Task objective:
Working from the records beneath this line, reproduce each one exactly.
(Records supplied begins)
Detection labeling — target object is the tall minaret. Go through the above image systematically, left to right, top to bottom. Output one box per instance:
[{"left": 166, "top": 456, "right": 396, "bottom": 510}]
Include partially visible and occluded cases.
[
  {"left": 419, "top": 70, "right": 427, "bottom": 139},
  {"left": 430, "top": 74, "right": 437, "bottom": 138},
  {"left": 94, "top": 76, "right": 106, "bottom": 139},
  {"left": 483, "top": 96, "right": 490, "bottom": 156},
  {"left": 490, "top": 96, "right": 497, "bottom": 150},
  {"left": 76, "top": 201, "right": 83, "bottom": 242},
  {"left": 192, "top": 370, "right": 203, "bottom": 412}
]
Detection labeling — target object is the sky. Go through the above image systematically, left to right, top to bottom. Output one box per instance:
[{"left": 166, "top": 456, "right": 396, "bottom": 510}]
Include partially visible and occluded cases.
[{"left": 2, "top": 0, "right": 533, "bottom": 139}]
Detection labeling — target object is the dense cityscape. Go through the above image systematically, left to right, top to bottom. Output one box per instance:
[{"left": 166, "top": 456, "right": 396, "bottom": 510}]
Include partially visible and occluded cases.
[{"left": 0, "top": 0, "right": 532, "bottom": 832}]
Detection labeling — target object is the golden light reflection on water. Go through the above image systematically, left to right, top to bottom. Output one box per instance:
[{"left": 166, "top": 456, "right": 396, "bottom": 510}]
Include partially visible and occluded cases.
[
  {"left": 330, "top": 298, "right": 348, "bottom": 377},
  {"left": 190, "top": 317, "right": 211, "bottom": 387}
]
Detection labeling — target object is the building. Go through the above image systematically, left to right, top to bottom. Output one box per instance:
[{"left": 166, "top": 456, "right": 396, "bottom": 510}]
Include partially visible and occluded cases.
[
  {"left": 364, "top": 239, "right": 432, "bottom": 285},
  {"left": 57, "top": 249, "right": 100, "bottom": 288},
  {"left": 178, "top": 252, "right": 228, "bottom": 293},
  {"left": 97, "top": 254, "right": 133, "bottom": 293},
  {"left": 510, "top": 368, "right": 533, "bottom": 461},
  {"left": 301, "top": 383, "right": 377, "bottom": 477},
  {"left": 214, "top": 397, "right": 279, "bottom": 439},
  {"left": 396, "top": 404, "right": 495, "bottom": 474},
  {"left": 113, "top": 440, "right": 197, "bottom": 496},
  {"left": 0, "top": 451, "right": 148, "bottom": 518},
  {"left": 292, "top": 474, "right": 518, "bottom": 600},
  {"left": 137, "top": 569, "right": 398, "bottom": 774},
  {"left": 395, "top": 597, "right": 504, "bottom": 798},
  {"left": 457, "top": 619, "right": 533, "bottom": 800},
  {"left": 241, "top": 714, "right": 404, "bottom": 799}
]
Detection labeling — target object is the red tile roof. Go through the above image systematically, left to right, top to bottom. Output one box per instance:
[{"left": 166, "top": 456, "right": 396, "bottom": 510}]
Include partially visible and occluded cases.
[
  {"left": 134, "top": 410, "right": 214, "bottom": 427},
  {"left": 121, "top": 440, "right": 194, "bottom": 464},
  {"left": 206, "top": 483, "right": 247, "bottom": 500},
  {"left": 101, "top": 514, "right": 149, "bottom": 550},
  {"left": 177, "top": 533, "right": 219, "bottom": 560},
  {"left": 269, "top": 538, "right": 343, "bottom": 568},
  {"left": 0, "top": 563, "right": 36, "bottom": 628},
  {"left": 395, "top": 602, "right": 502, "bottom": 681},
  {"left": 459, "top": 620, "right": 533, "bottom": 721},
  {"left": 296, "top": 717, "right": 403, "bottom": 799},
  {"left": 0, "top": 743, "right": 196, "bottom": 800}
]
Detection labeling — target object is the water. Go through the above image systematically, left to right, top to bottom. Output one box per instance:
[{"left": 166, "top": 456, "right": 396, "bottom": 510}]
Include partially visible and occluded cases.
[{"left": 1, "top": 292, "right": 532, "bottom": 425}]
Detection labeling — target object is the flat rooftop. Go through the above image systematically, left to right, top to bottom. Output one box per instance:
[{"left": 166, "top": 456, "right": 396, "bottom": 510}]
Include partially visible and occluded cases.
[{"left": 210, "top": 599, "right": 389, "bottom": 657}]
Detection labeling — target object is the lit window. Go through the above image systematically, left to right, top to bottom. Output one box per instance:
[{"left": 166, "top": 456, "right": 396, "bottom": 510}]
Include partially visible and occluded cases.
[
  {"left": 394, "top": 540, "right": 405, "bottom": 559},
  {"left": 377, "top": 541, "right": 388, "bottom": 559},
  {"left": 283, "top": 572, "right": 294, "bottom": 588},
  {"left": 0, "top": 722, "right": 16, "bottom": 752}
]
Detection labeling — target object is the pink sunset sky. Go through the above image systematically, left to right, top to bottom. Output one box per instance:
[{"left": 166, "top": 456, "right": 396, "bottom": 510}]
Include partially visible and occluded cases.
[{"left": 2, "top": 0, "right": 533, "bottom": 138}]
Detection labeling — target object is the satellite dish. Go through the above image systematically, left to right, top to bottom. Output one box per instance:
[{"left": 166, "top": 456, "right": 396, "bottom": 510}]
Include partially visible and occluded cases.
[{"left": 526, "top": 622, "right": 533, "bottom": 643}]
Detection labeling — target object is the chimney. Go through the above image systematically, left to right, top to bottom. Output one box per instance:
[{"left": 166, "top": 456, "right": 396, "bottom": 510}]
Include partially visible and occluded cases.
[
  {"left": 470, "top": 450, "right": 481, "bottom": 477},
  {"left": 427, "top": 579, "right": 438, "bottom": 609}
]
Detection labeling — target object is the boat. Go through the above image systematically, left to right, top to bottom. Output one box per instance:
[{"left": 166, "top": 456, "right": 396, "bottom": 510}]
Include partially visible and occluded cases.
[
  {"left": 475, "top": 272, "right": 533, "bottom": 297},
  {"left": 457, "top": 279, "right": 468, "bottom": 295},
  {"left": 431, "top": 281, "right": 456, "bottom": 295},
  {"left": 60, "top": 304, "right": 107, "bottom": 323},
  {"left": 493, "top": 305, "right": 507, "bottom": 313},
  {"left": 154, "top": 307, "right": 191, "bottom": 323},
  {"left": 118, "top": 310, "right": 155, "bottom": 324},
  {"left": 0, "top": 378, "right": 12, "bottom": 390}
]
(Records supplied ends)
Solution for this task:
Detection labeling — target object is the tall minaret. Go through the above image systematically, left to right, top to bottom. Output one box per instance:
[{"left": 166, "top": 456, "right": 396, "bottom": 510}]
Include partially visible and occluded cases.
[
  {"left": 419, "top": 70, "right": 427, "bottom": 139},
  {"left": 430, "top": 74, "right": 437, "bottom": 138},
  {"left": 94, "top": 76, "right": 106, "bottom": 139},
  {"left": 483, "top": 96, "right": 490, "bottom": 156},
  {"left": 490, "top": 96, "right": 497, "bottom": 150},
  {"left": 76, "top": 201, "right": 83, "bottom": 242},
  {"left": 192, "top": 370, "right": 203, "bottom": 412}
]
Detection labeling — target object is the sky. Go through the above image systematically, left to right, top to bottom. Output one box per instance:
[{"left": 166, "top": 456, "right": 396, "bottom": 510}]
Include partially visible and occluded cases.
[{"left": 2, "top": 0, "right": 533, "bottom": 139}]
Detection labeling — target object is the dense cityscape. Go through the above image systematically, left to right, top to bottom. Output one box per instance:
[{"left": 166, "top": 456, "right": 396, "bottom": 510}]
Include partially visible and occluded cases.
[{"left": 0, "top": 0, "right": 532, "bottom": 832}]
Detection labeling — target object is the golden light reflection on water. Go through the above image systematically, left to right, top to bottom. Output one box per instance:
[{"left": 166, "top": 456, "right": 396, "bottom": 510}]
Include partially visible and occluded cases.
[
  {"left": 330, "top": 298, "right": 348, "bottom": 377},
  {"left": 190, "top": 317, "right": 211, "bottom": 387}
]
Detection labeling — target object is the building. Go through the above image systematically, left to right, top to bottom. Output one box per instance:
[{"left": 166, "top": 456, "right": 396, "bottom": 510}]
Include partially visible and occluded cases.
[
  {"left": 364, "top": 239, "right": 432, "bottom": 285},
  {"left": 57, "top": 249, "right": 100, "bottom": 288},
  {"left": 178, "top": 252, "right": 228, "bottom": 293},
  {"left": 97, "top": 254, "right": 133, "bottom": 293},
  {"left": 510, "top": 368, "right": 533, "bottom": 461},
  {"left": 301, "top": 383, "right": 377, "bottom": 477},
  {"left": 214, "top": 397, "right": 279, "bottom": 439},
  {"left": 396, "top": 404, "right": 495, "bottom": 474},
  {"left": 113, "top": 440, "right": 197, "bottom": 496},
  {"left": 0, "top": 451, "right": 148, "bottom": 518},
  {"left": 292, "top": 474, "right": 518, "bottom": 600},
  {"left": 137, "top": 569, "right": 398, "bottom": 774},
  {"left": 395, "top": 597, "right": 504, "bottom": 798},
  {"left": 457, "top": 619, "right": 533, "bottom": 800},
  {"left": 241, "top": 714, "right": 404, "bottom": 799}
]
Detection labeling — target object is the red tile roof. Go through the above image systematically, left to right, top to bottom. Output one box per instance:
[{"left": 166, "top": 456, "right": 396, "bottom": 510}]
Include partially visible and occluded cases.
[
  {"left": 134, "top": 410, "right": 214, "bottom": 427},
  {"left": 121, "top": 440, "right": 194, "bottom": 464},
  {"left": 206, "top": 483, "right": 247, "bottom": 500},
  {"left": 101, "top": 514, "right": 149, "bottom": 550},
  {"left": 177, "top": 533, "right": 219, "bottom": 560},
  {"left": 269, "top": 538, "right": 343, "bottom": 568},
  {"left": 0, "top": 563, "right": 36, "bottom": 628},
  {"left": 395, "top": 602, "right": 502, "bottom": 681},
  {"left": 459, "top": 620, "right": 533, "bottom": 721},
  {"left": 296, "top": 717, "right": 403, "bottom": 799},
  {"left": 0, "top": 743, "right": 196, "bottom": 800}
]
Detection labeling — target object is the water. Go through the above image systematically, left to right, top to bottom. Output one box per instance:
[{"left": 166, "top": 456, "right": 396, "bottom": 510}]
Include partially visible and occluded cases.
[{"left": 1, "top": 292, "right": 532, "bottom": 425}]
Detection labeling — target object is the flat rooftop. Go through the above image systematically, left to right, top to bottom. Output one box per instance:
[{"left": 166, "top": 456, "right": 396, "bottom": 510}]
Include partially visible and occluded cases.
[{"left": 210, "top": 599, "right": 389, "bottom": 657}]
Detection labeling — target object is the lit window. Go through the above image systematically, left to right, top to bottom. Output one box per instance:
[{"left": 166, "top": 456, "right": 396, "bottom": 510}]
Include partially visible and occluded cases.
[
  {"left": 394, "top": 540, "right": 405, "bottom": 559},
  {"left": 377, "top": 541, "right": 388, "bottom": 559},
  {"left": 283, "top": 572, "right": 294, "bottom": 588},
  {"left": 0, "top": 722, "right": 16, "bottom": 752}
]
Detection labeling — target object is the pink sunset sky. Go through the above image systematically, left to right, top to bottom. Output one box per instance:
[{"left": 166, "top": 456, "right": 396, "bottom": 510}]
Include partially visible and occluded cases.
[{"left": 2, "top": 0, "right": 533, "bottom": 138}]
Detection labeling — target object is the satellite dish. Go through the above image systematically, left to right, top to bottom. Output one box per instance:
[{"left": 166, "top": 456, "right": 396, "bottom": 510}]
Include partially visible and occluded cases.
[{"left": 526, "top": 622, "right": 533, "bottom": 643}]
Detection labeling — target object is the chimney. Go through the above image systematically, left to right, top to bottom. Output one box per instance:
[{"left": 166, "top": 456, "right": 396, "bottom": 510}]
Include partially visible and occluded cases.
[
  {"left": 470, "top": 450, "right": 481, "bottom": 477},
  {"left": 427, "top": 579, "right": 438, "bottom": 609}
]
Detection labeling — target object is the boat. Go through the above image systematically, left to right, top to bottom. Output one box per instance:
[{"left": 166, "top": 456, "right": 396, "bottom": 510}]
Include partially visible and occluded cases.
[
  {"left": 475, "top": 272, "right": 533, "bottom": 297},
  {"left": 457, "top": 279, "right": 468, "bottom": 295},
  {"left": 431, "top": 281, "right": 456, "bottom": 295},
  {"left": 60, "top": 304, "right": 107, "bottom": 323},
  {"left": 493, "top": 305, "right": 507, "bottom": 313},
  {"left": 154, "top": 307, "right": 191, "bottom": 323},
  {"left": 118, "top": 310, "right": 155, "bottom": 324},
  {"left": 0, "top": 378, "right": 12, "bottom": 390}
]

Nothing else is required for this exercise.